Problems
[A] Rewrite the fanotify thread from "Exposing EOPENSTALE to" through "will be denied.", swapping each "buffer" for "queue".
[B] Name every error code that appears in the fanotify thread.

------ Provided text

Thanks for the reproducer.
I'll try it myself when I get to it.

> So what do we conclude? Is this a kernel bug or works as designed?
>

Exposing EOPENSTALE to userspace is definitely a kernel bug.


>> Oh my. I completely misread your report before. I though you were
>> trying to read from the event->fd. Now I understand that you mean read
>> from fanotify fd. That will definitely return the error, but only in
>> the special case where open error happened on the first event being
>> read to the buffer. If error happens after adding some events to the
>> buffer, fanotify process will not know about this. Regular event will
>> be silently dropped and permission event will be denied.
>>
>> [...]
>>
>> You do NOT need to call fanotify_init() again, the next read will read
>> the next event.
>
> It does appear that reading the fanotify fd again does the trick.
>
> However, the client gets an EPERM instead of ENOENT, which is a bit
> weird.

------------
------ Given records

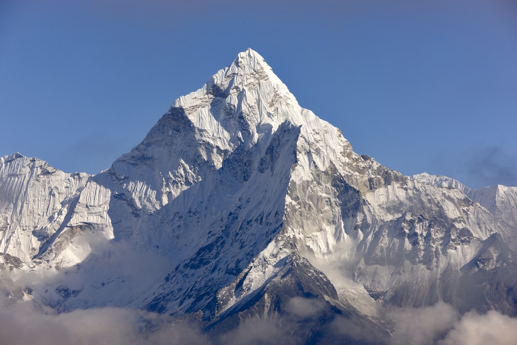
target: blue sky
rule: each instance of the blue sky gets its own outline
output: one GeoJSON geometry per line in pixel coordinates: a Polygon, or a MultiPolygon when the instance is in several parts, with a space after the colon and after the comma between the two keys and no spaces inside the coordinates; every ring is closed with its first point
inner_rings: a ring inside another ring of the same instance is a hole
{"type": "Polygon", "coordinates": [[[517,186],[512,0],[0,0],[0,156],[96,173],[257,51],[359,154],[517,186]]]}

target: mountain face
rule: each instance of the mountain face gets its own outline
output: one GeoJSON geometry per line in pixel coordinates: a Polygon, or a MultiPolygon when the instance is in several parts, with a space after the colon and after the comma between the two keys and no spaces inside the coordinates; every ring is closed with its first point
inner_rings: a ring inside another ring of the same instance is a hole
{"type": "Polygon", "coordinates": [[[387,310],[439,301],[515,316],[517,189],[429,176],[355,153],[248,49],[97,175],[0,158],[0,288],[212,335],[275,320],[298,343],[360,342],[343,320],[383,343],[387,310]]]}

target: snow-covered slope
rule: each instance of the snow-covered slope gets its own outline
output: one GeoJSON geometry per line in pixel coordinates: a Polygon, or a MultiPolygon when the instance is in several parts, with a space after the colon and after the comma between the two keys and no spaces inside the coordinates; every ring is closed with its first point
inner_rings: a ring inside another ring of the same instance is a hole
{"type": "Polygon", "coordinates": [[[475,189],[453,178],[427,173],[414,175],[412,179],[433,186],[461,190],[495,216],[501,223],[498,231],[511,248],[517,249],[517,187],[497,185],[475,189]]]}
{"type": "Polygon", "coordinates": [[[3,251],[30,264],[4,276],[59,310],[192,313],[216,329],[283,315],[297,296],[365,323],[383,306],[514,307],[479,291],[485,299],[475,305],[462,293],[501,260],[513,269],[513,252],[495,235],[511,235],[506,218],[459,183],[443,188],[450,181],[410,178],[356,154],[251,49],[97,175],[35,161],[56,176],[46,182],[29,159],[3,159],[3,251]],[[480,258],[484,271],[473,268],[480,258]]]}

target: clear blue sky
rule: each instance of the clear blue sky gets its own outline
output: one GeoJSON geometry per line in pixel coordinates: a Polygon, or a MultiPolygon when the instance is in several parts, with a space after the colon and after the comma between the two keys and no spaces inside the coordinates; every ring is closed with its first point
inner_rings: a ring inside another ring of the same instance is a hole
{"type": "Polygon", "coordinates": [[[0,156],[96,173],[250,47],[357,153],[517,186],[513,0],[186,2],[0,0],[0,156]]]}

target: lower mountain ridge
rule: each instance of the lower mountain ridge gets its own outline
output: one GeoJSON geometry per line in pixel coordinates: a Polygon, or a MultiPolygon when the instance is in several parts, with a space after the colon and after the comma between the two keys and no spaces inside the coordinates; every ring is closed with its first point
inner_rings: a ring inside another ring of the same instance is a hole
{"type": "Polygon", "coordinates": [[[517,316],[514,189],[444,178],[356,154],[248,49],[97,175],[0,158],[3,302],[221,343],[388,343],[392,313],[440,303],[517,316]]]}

------------
------ Given records

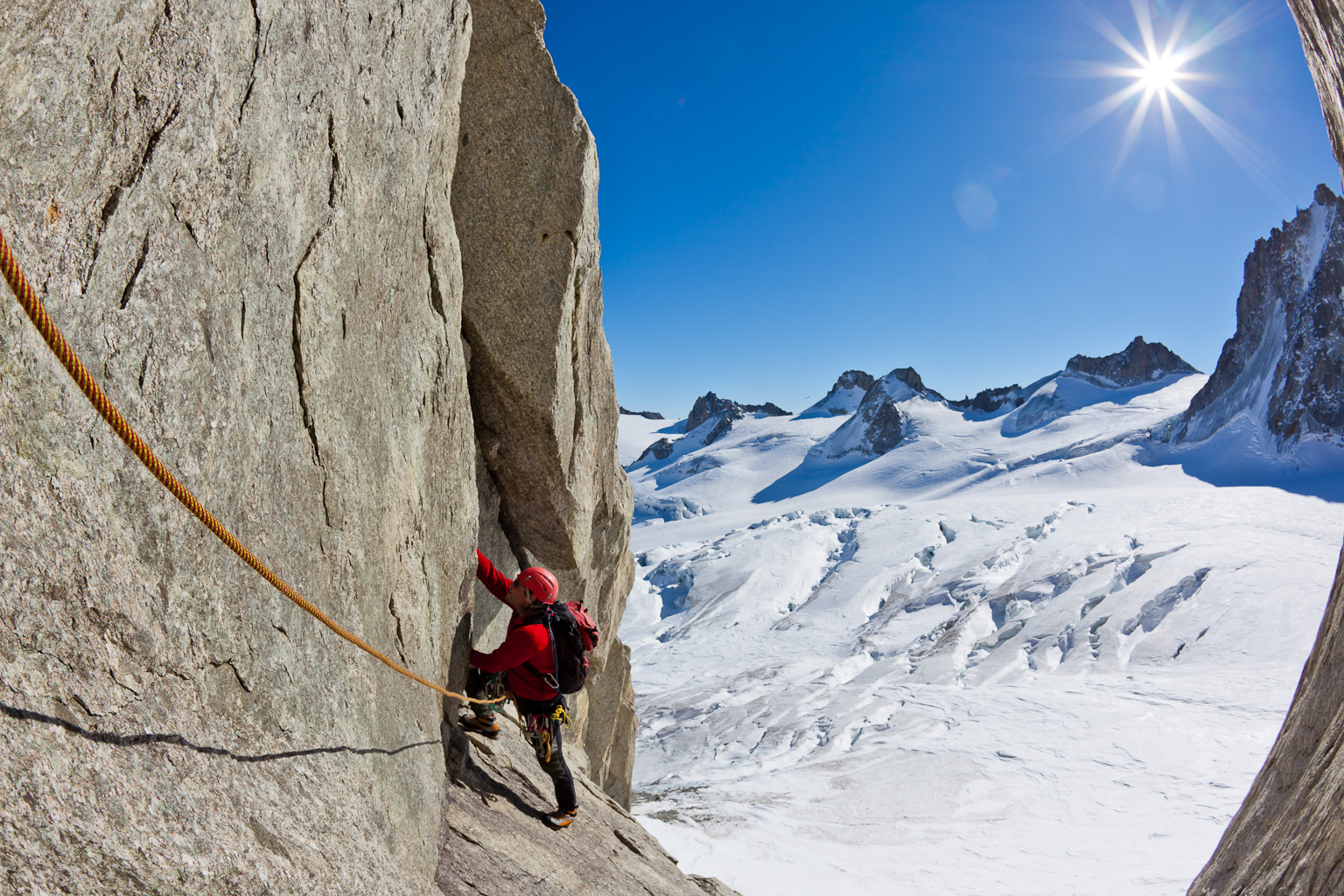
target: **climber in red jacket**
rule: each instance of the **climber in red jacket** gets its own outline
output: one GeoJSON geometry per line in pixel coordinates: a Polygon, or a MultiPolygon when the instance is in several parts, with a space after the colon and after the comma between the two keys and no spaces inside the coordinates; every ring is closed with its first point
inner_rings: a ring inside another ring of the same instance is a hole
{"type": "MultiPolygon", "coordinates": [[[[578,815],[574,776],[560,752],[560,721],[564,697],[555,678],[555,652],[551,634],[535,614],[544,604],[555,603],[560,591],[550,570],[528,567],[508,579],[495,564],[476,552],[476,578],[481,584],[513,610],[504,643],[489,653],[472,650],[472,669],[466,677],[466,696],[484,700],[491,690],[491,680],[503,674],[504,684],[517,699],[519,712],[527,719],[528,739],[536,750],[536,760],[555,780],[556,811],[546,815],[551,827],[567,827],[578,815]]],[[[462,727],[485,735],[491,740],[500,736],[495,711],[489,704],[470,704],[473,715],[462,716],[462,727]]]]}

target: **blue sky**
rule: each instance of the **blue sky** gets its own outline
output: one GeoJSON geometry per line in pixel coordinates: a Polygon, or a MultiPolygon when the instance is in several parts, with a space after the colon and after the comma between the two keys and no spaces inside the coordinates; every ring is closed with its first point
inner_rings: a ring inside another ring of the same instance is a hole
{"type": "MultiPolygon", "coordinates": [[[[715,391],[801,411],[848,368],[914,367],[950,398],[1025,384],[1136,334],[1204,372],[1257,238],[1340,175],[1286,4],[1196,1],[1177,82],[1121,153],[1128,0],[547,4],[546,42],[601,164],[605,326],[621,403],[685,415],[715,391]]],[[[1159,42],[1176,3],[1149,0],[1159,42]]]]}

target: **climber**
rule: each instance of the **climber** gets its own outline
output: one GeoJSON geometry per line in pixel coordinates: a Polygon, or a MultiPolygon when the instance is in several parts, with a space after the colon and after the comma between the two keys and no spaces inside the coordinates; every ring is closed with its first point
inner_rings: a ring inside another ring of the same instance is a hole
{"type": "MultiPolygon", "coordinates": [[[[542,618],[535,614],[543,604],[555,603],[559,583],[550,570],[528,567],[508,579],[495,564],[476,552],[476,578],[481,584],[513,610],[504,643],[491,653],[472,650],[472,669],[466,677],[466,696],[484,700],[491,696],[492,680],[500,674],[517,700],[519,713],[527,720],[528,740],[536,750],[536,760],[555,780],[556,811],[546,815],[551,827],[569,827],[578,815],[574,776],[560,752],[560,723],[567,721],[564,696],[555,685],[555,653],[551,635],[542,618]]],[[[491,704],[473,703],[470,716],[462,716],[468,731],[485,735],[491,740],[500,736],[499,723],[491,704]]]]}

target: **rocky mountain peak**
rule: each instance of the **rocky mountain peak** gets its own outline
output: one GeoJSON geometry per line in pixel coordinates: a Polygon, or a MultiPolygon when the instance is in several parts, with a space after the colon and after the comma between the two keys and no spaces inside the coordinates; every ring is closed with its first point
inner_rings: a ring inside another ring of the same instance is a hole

------------
------ Given records

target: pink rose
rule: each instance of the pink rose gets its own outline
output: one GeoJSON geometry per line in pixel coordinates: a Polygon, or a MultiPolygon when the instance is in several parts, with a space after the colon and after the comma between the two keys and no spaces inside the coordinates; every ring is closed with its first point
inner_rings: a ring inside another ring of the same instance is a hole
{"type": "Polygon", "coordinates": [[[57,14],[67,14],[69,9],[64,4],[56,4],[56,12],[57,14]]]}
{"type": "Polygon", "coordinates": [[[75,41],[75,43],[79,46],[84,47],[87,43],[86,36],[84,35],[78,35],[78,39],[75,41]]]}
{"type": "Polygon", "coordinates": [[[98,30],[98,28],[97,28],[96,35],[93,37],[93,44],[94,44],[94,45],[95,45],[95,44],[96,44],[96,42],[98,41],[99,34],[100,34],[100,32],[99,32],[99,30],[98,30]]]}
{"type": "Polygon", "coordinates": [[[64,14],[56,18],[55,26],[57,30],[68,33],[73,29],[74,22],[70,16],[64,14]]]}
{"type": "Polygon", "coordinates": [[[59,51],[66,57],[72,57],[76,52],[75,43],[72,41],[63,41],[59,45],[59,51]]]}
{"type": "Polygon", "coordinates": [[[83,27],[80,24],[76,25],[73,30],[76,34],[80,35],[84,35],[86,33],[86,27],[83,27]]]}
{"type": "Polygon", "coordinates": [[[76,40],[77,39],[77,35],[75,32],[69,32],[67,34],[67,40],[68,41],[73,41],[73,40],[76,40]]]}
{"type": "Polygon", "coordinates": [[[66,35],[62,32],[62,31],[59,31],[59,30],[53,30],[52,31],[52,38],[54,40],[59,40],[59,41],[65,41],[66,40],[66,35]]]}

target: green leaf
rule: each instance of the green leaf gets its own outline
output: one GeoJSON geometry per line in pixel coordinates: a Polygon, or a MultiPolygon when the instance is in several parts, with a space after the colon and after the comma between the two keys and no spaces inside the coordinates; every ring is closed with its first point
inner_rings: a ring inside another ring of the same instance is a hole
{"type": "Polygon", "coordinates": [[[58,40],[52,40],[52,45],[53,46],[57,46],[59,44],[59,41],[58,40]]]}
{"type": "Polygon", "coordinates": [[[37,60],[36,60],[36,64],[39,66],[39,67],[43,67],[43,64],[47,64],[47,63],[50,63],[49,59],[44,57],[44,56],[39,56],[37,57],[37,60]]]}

------------

Solution list
[A]
Exposing EOPENSTALE to userspace is definitely a kernel bug.


>> Oh my. I completely misread your report before. I though you were
>> trying to read from the event->fd. Now I understand that you mean read
>> from fanotify fd. That will definitely return the error, but only in
>> the special case where open error happened on the first event being
>> read to the queue. If error happens after adding some events to the
>> queue, fanotify process will not know about this. Regular event will
>> be silently dropped and permission event will be denied.

[B]
EOPENSTALE
EPERM
ENOENT